→ **REQUIRED WORK**
Write out all the items below again word for word, but leave out the pictures.

→ **INFORMATION GIVEN**
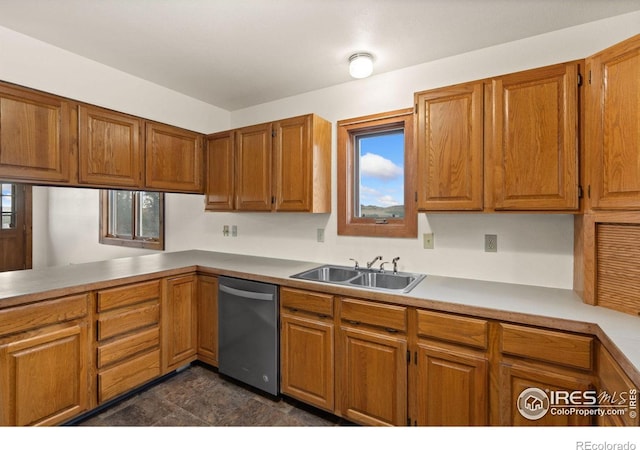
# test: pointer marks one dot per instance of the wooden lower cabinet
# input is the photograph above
(537, 369)
(128, 338)
(208, 319)
(44, 362)
(373, 377)
(179, 322)
(521, 406)
(372, 363)
(619, 394)
(307, 347)
(451, 386)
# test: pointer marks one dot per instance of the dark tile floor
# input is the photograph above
(198, 396)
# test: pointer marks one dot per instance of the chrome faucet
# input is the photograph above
(394, 261)
(377, 258)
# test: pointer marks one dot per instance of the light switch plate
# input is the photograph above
(491, 243)
(427, 241)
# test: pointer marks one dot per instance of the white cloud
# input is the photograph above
(387, 200)
(376, 166)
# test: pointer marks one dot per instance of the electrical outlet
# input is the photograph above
(427, 241)
(491, 243)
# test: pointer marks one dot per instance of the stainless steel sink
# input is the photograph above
(383, 280)
(401, 282)
(328, 274)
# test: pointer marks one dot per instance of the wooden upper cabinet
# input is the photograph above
(533, 123)
(109, 148)
(35, 131)
(174, 159)
(253, 163)
(275, 166)
(612, 131)
(302, 166)
(219, 190)
(450, 148)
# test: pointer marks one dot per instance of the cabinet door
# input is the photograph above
(306, 360)
(34, 136)
(533, 141)
(43, 376)
(174, 159)
(208, 319)
(253, 168)
(451, 387)
(292, 165)
(516, 377)
(179, 322)
(109, 148)
(373, 371)
(612, 131)
(450, 148)
(219, 191)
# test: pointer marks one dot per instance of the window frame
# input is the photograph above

→ **ANSWER TO THIS PROBLEM**
# test: pointer marks one dot per instance of the wooden lower cabinet
# input is the photograph above
(537, 369)
(128, 338)
(208, 319)
(44, 362)
(373, 377)
(179, 322)
(521, 406)
(372, 363)
(619, 394)
(307, 347)
(451, 386)
# test: pointer marks one dot per instance of the dark tile floor
# input is the photograph above
(198, 396)
# test: pointer marks one dot per instance of the chrome faucet
# input is the photograph above
(394, 261)
(377, 258)
# test: pointer marks one dot per instance of the light switch plate
# input is the photograph above
(491, 243)
(427, 241)
# test: pointer marks one dot per instance of the white cloud
# input is the photograph above
(387, 200)
(376, 166)
# test: pointer marks one dot per instance of the electrical outlet
# input is the photograph above
(427, 241)
(491, 243)
# test: pointer marks one dot per instance of the stainless steel sink
# input is the photograph above
(383, 280)
(401, 282)
(328, 274)
# test: pointer marks one dot per instance of the wooden upper cabinet
# input is the photograph above
(533, 123)
(109, 148)
(35, 131)
(174, 159)
(253, 163)
(275, 166)
(612, 131)
(302, 166)
(219, 190)
(450, 148)
# test: pointer marks one dot per instance of the cabinet door
# input is the photograph above
(306, 360)
(34, 136)
(533, 141)
(43, 376)
(174, 159)
(208, 319)
(253, 168)
(451, 387)
(292, 165)
(516, 377)
(179, 322)
(109, 148)
(373, 371)
(612, 131)
(450, 148)
(219, 191)
# test: pointer marks one dot per instance of the window frame
# input is the photograph above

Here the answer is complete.